Where the line containing "tower in the photo above." appears, begin retyping; continue exactly through the final line of the data. Omit every picture.

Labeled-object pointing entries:
------------------------
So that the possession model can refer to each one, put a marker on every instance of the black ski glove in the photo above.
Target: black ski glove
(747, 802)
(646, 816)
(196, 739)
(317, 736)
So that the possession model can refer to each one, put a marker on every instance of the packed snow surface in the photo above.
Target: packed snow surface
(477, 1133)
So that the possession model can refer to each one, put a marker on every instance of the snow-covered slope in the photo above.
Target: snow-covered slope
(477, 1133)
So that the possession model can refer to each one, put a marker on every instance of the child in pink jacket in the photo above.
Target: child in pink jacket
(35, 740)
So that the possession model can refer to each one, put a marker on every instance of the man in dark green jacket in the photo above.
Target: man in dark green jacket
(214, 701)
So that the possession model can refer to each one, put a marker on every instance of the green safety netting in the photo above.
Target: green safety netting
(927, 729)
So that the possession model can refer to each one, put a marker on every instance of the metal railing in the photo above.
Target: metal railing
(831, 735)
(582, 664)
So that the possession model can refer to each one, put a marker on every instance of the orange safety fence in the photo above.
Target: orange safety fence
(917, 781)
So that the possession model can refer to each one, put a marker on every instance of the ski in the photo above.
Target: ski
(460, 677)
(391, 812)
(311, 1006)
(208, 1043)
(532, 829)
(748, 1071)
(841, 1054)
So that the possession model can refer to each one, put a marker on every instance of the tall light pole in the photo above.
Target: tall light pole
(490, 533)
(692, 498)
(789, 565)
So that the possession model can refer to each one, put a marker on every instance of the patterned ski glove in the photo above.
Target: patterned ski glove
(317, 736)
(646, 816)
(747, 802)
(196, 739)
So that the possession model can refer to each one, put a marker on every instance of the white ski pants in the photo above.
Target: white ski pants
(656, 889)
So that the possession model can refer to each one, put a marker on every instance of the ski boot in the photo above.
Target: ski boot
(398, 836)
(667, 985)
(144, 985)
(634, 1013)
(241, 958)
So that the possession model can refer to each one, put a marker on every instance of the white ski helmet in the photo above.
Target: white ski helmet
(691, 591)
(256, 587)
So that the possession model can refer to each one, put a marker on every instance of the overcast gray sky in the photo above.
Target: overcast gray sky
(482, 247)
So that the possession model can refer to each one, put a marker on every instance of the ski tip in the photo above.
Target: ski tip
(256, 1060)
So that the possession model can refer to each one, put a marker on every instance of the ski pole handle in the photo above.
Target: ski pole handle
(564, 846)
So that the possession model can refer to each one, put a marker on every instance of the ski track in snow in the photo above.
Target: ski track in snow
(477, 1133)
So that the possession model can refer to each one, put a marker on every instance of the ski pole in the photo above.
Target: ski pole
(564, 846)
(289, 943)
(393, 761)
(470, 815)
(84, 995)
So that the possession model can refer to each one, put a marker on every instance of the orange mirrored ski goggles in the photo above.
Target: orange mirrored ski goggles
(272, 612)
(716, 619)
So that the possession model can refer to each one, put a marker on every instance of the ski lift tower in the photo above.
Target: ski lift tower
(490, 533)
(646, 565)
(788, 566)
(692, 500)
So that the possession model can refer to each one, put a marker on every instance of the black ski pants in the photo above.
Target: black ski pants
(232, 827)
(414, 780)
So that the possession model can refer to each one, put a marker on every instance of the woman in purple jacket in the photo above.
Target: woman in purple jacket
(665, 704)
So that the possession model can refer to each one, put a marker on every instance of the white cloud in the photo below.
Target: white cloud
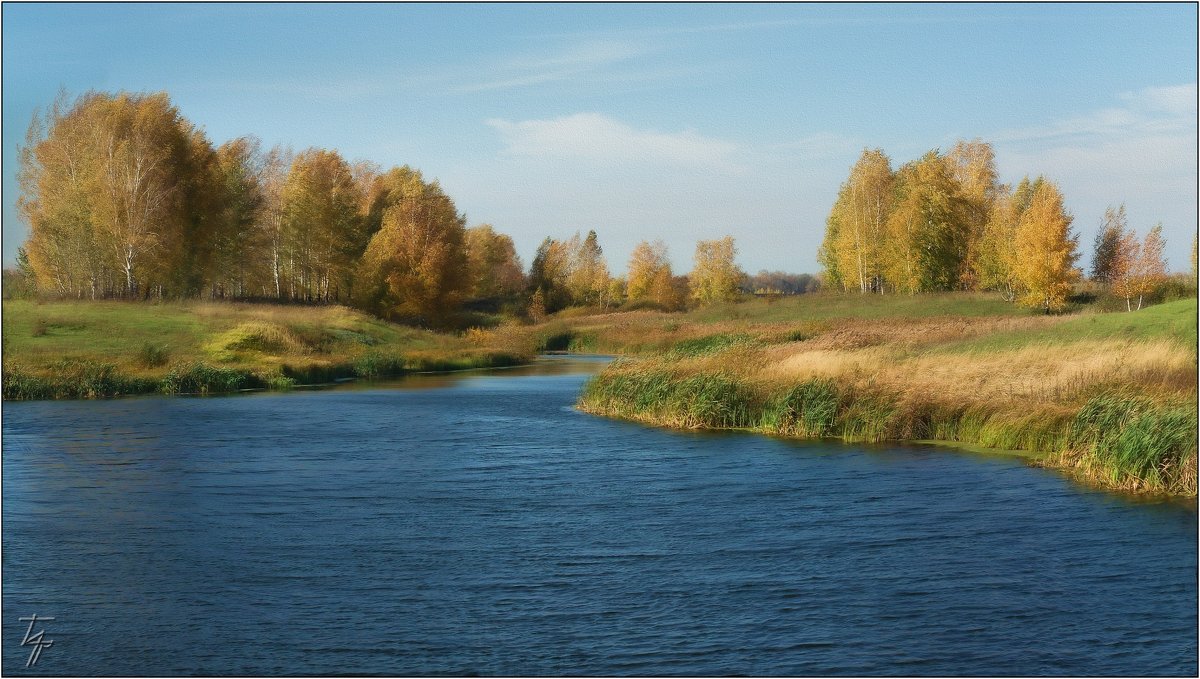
(577, 61)
(595, 137)
(1149, 110)
(1141, 154)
------------------------
▶ COMPLETE OUTPUT
So that the possession model can refer to each one, put a marker on every instance of the ski lift tower in the photo above.
Target: ski lift tower
(490, 533)
(646, 565)
(788, 566)
(692, 500)
So that the possession model can refer to each one, put a marker on every instance of the black ski pants in the photo above.
Target: black ski pants
(232, 827)
(414, 780)
So that the possession model can refer to each one, put a marker on every instance of the woman in purple jacket in the photo above.
Target: woman in purple jacket
(665, 704)
So that the possession model can refer to each one, put a marker on every instance of the white cloud in the photo below.
Target: white cloud
(577, 61)
(595, 137)
(1149, 110)
(1141, 154)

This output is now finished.